** What needs to be done **
Repeat the entries shown below with every word and mark intact.

(Dataset entries)
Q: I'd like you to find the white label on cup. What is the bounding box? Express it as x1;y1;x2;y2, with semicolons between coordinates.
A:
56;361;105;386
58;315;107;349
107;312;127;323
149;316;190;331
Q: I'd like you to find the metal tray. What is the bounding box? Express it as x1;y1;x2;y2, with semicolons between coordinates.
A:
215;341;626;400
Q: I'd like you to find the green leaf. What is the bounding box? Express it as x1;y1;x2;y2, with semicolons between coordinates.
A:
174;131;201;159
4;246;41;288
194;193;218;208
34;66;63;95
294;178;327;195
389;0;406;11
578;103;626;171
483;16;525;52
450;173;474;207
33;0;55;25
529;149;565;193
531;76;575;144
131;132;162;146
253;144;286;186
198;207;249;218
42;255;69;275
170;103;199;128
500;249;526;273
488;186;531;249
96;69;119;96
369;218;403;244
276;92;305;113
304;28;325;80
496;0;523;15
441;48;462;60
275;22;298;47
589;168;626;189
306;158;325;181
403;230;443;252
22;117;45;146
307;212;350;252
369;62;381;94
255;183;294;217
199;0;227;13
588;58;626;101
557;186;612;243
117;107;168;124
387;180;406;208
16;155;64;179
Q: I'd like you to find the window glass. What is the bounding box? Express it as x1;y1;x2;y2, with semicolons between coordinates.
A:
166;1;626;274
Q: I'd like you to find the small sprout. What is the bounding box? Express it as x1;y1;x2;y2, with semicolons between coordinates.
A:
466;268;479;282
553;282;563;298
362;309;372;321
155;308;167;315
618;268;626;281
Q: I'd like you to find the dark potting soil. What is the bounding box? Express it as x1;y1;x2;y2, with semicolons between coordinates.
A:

** Your response **
Q: I'd like you to find the white label on cup. What is the bounding box? Express it as x1;y1;x2;y2, with semicolons between coordinates.
A:
56;361;105;386
58;315;107;349
107;312;127;323
149;316;190;331
Q: I'd like you to find the metal tray. What is the bounding box? Express it as x1;y1;x2;y2, with semicolons between coordinates.
A:
215;341;626;400
Q: I'd like you to find the green leaf. What is the bounding box? Express it as x1;y1;x2;y2, with semicolons between coordinates.
A:
174;131;201;159
4;246;41;288
194;193;218;208
34;66;63;95
294;178;327;195
389;0;406;11
578;103;626;171
483;16;525;52
450;173;474;207
33;0;55;25
529;149;565;193
531;76;575;144
131;132;162;146
253;144;286;186
198;207;249;218
42;255;69;275
170;103;199;128
500;249;526;273
488;186;531;249
96;69;119;96
369;218;403;244
276;92;305;113
304;28;325;80
496;0;523;15
441;48;462;60
275;22;298;47
589;168;626;189
306;158;325;181
403;230;443;252
22;117;45;146
307;212;350;252
369;62;381;94
255;183;294;217
199;0;227;13
588;58;626;101
557;186;612;243
117;107;168;124
387;180;406;208
16;155;64;179
Q: I'd like you to find the window glass. What is the bounding box? Express it as x1;y1;x2;y2, with semicolons between coordinates.
A:
166;1;626;274
Q: I'd like you to find the small sprout. What is the bounding box? Express it as x1;y1;x2;y2, with semicolons between coordinates.
A:
466;268;479;282
553;282;563;298
362;309;372;321
155;308;167;315
618;268;626;281
Q: I'd like you to find the dark potting soil. What is the bounding box? Express it as x1;y1;x2;y2, with semicolons between coordinates.
A:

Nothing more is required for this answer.